Copy each entry below exactly as it appears.

Given records
--

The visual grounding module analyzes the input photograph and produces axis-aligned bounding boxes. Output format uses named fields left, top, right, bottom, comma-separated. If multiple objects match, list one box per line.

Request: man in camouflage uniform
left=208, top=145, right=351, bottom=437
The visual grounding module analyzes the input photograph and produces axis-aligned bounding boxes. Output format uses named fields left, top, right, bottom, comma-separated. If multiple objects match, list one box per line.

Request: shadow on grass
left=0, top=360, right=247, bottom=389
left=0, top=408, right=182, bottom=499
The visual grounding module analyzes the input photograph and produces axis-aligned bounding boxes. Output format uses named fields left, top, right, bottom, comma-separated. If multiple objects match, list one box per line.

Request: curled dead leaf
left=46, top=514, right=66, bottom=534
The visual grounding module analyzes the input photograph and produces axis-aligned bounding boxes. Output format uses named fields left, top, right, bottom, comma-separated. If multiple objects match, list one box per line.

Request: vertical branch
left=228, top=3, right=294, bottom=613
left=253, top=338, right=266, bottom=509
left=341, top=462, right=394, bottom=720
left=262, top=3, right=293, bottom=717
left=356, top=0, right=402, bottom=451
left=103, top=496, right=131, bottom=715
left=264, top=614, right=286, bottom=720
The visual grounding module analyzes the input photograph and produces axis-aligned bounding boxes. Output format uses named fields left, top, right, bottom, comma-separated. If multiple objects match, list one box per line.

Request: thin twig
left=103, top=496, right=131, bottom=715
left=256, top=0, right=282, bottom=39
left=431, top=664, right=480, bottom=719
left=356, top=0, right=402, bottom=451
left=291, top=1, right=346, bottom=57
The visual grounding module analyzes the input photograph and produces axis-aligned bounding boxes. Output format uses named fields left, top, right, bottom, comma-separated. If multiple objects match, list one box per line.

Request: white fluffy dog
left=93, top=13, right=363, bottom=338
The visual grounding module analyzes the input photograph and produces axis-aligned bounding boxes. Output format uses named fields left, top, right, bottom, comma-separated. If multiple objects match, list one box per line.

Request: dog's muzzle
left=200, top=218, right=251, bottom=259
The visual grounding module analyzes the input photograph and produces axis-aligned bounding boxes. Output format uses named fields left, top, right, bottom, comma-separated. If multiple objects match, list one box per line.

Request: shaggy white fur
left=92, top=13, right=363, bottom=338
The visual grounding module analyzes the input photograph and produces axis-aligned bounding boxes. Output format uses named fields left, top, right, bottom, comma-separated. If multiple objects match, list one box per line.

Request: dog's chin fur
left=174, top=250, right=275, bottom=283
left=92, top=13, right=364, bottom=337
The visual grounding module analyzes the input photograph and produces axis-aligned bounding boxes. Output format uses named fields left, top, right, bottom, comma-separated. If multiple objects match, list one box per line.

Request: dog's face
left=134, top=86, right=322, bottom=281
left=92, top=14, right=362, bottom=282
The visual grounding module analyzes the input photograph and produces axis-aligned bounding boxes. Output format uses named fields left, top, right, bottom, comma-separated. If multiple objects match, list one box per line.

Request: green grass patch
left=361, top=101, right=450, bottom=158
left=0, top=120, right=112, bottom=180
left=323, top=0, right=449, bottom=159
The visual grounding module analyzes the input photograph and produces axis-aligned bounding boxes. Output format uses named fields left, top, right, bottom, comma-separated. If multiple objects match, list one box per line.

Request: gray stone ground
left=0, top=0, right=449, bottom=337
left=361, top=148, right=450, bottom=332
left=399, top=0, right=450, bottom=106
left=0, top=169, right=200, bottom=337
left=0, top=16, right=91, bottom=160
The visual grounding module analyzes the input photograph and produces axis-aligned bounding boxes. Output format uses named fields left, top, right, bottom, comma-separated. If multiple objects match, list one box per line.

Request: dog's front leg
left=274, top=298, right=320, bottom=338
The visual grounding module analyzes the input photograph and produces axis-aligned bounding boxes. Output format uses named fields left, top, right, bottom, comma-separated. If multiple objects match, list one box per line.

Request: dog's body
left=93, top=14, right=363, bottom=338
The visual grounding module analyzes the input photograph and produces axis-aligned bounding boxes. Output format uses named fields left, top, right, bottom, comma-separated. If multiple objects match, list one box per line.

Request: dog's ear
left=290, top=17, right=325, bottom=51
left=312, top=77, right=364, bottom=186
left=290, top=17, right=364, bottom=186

--

Task output
The visual grounding module analyzes the input photograph and produces axis-aligned bounding boxes. Output format uses named fields left, top, right, bottom, comma-separated. If multiple objects match, list one box per line.

Request: man in camouflage uniform
left=208, top=145, right=351, bottom=437
The visual grounding module analyzes the input photograph and produces axis-aligned bounding boxes. Output format uses named fields left, top, right, bottom, comma-separated. If multiple objects match, list one box per line.

Request: shadow on grass
left=0, top=360, right=247, bottom=389
left=0, top=408, right=182, bottom=499
The visual grounding module analyzes the input photograph and produces axis-aligned bounding boxes. Output format uses named fields left, top, right, bottom, comma-separated. If multiple objects match, list one box per line.

Request: curled dead leaf
left=46, top=514, right=66, bottom=534
The visual grounding module analyzes the input photograph and produces axis-aligned bounding boxes. Output format uses named fields left, top, right, bottom, comma-separated. If multiple objects match, list one box per line.

Request: vertical branch
left=228, top=3, right=294, bottom=613
left=253, top=338, right=266, bottom=509
left=341, top=462, right=394, bottom=720
left=262, top=3, right=293, bottom=717
left=356, top=0, right=402, bottom=451
left=103, top=496, right=131, bottom=715
left=264, top=614, right=286, bottom=720
The visual grounding module analyzes the input photograph and produces axis-aligned bounding boxes. Output format uses named fields left, top, right, bottom, comma-separated. If multiple objects match, list one box per line.

Request: thin twig
left=103, top=496, right=131, bottom=715
left=256, top=0, right=282, bottom=39
left=431, top=664, right=480, bottom=719
left=356, top=0, right=402, bottom=451
left=291, top=1, right=346, bottom=57
The visual grounding module analyzes the input photograph and produces axis-aligned bounding boxes. Output format uses named fields left, top, right, bottom, comma-separated. If multiple objects match, list one box per line.

Request: white fluffy dog
left=93, top=13, right=363, bottom=338
The visual grounding module analyzes the input photograph and produces axis-aligned bounding boxes. Output format uses named fields left, top, right, bottom, comma-separated. If multiple objects match, list one box per line.

Request: dog's muzzle
left=200, top=218, right=251, bottom=259
The visual grounding module analyzes the input photograph and produces axis-aligned bounding boxes. Output format uses named fields left, top, right, bottom, comma-separated. If multiple objects match, list one box per line.

Request: shaggy white fur
left=92, top=13, right=363, bottom=338
The visual grounding module analyzes the input photograph and produces axis-aligned bounding boxes. Output format uses named fields left, top, right, bottom, comma-separated. If multiple objects match, list one box per line.

Request: dog's chin fur
left=174, top=250, right=275, bottom=283
left=92, top=13, right=364, bottom=337
The visual grounding module analyzes the input photograph and produces axis-aligned bounding boxes. Output format uses named fields left, top, right, bottom, comma-separated. If multiple objects match, list one box per line.

Request: dog's face
left=134, top=86, right=322, bottom=281
left=92, top=14, right=362, bottom=282
The visual grounding module analyzes the input photograph and produces axis-aligned bounding boxes. Output format uses named fields left, top, right, bottom, comma-separated. If multiple objects match, list one box per line.

Request: green grass patch
left=361, top=101, right=450, bottom=158
left=0, top=120, right=112, bottom=180
left=323, top=0, right=449, bottom=159
The visual grounding module analyzes the input photograph and produces axis-aligned bounding boxes. Output format uses named fields left, top, right, bottom, comma-separated. If multiple objects match, list one box per line.

Request: gray stone ground
left=0, top=0, right=449, bottom=337
left=361, top=148, right=450, bottom=332
left=399, top=0, right=450, bottom=106
left=0, top=169, right=200, bottom=337
left=0, top=16, right=91, bottom=160
The visual grounding module analyzes the input photograph and produces axis-aligned bounding boxes. Output format uses named fields left, top, right, bottom, comma-separated. If multiple objects match, list one box per line.

Request: dog's front leg
left=274, top=298, right=320, bottom=338
The visual grounding module analyzes the input photograph and produces axis-aligned bounding boxes. Output format uses named fields left, top, right, bottom, comma-separated. If multiple objects match, list one box per line.

Request: dog's body
left=93, top=14, right=363, bottom=338
The visual grounding module analyzes the input photograph and produces axis-aligned bounding boxes. Output format uses named fields left, top, right, bottom, comma-separated. If multiple objects match, list one box per line.

Request: dog's ear
left=290, top=17, right=325, bottom=51
left=312, top=77, right=364, bottom=186
left=290, top=17, right=364, bottom=186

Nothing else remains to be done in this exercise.